__TASK INSTRUCTIONS__:
Convert the portion of the records below that begins with the line containing "segment --target cowboy" and ends with the line containing "Provide the outline of every instance of the cowboy", both included, into a JSON list of strings with one string per line and blank lines omitted.
──────── SUPPLIED DATA ────────
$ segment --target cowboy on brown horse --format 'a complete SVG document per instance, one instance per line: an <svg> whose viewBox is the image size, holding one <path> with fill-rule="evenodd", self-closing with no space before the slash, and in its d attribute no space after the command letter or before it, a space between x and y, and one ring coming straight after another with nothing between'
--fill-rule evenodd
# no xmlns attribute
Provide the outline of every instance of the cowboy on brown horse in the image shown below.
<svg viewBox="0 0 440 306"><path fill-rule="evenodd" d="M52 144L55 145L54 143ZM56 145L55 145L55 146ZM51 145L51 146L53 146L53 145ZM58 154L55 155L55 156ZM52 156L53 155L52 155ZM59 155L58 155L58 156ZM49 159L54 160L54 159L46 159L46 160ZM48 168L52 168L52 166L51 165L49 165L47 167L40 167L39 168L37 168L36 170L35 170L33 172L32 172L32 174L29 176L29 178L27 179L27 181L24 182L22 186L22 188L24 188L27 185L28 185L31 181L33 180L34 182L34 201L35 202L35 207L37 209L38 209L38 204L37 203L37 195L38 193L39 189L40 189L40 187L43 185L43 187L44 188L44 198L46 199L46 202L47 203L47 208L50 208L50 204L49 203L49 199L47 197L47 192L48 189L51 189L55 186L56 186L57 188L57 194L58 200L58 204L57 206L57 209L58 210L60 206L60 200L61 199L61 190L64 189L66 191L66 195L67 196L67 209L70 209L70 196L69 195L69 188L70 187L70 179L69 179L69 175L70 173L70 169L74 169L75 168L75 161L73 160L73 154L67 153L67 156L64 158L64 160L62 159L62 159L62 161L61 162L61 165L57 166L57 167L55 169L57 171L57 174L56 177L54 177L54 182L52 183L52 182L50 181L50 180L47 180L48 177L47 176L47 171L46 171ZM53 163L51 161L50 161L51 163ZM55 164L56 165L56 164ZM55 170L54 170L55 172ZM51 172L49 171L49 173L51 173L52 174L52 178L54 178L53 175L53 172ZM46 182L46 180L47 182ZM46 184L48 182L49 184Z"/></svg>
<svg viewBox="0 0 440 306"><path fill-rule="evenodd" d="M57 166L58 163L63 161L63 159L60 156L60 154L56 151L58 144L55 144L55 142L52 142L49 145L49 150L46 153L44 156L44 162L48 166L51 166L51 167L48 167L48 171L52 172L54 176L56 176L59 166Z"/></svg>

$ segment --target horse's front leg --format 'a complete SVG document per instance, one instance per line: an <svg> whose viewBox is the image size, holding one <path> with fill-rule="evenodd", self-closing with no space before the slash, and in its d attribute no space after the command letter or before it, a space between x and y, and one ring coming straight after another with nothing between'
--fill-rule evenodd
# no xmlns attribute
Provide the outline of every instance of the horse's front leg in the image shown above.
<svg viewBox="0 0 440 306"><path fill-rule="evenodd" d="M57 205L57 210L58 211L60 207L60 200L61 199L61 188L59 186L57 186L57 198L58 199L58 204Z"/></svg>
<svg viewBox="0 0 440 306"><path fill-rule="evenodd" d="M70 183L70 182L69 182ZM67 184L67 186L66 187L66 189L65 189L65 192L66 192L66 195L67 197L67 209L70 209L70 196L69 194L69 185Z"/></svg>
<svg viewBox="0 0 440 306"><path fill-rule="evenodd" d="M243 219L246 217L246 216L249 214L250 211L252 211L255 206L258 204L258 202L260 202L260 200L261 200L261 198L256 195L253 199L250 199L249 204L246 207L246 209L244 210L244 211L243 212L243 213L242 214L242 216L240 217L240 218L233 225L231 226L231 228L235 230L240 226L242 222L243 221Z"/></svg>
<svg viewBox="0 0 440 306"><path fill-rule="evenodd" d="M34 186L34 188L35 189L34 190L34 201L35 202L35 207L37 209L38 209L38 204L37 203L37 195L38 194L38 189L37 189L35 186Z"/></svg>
────────
──────── SUPPLIED DATA ────────
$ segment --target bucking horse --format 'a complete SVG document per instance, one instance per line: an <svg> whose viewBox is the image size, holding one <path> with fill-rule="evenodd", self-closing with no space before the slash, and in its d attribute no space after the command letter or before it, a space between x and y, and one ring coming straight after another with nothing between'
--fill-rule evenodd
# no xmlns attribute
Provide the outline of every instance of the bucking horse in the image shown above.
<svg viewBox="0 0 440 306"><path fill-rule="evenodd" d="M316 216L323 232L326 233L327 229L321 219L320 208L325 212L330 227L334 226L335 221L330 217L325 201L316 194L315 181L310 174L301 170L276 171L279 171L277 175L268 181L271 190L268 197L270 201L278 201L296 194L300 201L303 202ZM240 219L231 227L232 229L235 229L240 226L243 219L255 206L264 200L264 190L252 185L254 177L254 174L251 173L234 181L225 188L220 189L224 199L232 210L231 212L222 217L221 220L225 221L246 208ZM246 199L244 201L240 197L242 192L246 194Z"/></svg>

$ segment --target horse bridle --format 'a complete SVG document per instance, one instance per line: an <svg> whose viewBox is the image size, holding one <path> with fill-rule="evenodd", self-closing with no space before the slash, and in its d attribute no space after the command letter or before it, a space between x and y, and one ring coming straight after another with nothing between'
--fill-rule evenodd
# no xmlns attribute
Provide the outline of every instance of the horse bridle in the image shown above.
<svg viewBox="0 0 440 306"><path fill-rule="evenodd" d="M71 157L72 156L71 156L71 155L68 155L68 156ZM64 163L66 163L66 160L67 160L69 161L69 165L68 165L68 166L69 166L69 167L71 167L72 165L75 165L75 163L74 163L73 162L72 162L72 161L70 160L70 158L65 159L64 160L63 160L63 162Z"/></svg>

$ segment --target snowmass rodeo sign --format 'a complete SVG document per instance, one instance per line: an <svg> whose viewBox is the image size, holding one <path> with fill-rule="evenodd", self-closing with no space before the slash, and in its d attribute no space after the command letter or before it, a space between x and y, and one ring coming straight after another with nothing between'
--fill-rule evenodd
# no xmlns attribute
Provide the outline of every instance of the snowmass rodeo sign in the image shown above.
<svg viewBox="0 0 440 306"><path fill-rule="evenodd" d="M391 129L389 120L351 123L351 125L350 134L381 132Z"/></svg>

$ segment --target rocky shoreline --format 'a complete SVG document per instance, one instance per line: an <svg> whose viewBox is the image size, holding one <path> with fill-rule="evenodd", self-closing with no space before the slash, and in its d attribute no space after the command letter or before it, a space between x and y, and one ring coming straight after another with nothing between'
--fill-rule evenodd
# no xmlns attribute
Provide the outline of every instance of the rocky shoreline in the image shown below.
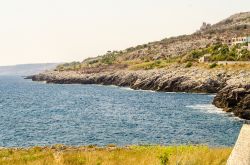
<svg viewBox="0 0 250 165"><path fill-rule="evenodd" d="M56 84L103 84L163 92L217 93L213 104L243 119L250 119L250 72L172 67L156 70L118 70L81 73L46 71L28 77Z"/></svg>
────────
──────── SUPPLIED DATA ────────
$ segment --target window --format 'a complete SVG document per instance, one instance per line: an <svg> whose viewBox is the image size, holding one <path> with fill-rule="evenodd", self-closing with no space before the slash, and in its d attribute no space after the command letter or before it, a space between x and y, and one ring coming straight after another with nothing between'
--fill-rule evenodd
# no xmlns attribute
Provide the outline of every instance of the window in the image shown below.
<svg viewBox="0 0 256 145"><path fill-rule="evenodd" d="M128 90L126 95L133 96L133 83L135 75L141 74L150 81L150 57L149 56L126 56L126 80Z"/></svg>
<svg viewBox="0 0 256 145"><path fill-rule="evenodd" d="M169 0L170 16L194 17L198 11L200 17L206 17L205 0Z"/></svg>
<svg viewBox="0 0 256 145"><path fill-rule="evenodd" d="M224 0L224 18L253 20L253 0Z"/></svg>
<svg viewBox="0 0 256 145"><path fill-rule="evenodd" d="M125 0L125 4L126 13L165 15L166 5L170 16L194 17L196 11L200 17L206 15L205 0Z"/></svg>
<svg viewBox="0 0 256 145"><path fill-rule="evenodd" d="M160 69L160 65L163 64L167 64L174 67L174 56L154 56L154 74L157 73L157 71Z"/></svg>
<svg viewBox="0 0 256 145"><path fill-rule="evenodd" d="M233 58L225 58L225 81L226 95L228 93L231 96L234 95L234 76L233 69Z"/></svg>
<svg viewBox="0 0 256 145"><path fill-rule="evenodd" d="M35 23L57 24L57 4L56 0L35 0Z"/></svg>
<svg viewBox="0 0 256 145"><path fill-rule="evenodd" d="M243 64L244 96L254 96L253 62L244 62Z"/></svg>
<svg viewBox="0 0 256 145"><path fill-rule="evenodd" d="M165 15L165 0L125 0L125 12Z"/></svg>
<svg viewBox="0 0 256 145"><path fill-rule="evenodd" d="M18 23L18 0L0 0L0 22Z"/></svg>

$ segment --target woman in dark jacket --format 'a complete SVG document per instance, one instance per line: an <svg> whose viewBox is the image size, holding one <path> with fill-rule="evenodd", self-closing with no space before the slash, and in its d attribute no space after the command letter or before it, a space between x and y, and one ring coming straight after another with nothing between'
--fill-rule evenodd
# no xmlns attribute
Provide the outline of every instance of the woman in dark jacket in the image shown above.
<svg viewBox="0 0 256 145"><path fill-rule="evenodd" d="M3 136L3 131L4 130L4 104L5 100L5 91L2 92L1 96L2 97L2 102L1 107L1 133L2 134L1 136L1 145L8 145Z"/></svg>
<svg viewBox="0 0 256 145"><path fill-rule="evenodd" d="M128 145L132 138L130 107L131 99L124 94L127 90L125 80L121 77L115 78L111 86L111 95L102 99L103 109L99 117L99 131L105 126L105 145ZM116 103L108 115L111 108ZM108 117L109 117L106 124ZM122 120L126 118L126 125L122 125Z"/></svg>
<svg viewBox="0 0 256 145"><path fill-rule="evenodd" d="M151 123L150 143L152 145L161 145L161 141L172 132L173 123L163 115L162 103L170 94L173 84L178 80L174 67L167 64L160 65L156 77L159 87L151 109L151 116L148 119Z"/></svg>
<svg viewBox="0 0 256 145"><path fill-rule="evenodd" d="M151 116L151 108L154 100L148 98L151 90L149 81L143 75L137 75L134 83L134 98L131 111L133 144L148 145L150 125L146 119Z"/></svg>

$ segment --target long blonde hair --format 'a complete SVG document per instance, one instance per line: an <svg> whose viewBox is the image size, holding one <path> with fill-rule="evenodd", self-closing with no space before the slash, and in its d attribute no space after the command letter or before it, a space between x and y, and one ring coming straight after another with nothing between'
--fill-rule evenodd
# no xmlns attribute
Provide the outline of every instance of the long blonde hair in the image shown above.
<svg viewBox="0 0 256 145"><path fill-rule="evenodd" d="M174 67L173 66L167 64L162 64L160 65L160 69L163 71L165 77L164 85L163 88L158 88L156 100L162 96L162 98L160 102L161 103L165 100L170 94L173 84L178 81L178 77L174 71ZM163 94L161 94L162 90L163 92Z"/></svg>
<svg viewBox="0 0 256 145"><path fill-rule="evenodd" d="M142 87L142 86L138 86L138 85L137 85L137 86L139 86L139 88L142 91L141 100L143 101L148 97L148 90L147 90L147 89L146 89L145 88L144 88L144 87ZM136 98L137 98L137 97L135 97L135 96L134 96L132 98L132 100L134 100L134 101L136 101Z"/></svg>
────────
__ANSWER TO THE EXERCISE__:
[
  "$ segment --target cowboy on brown horse --format 'a complete SVG document per instance, one instance per line: an <svg> whose viewBox is the image size, holding one <path> with fill-rule=\"evenodd\", self-closing with no space before the slash, and in its d attribute no space after the command letter or before it, a space between x and y, and one ring coming straight after another with nothing between'",
  "--fill-rule evenodd",
  "# no xmlns attribute",
  "Provide the outline of every instance of the cowboy on brown horse in the image shown below."
]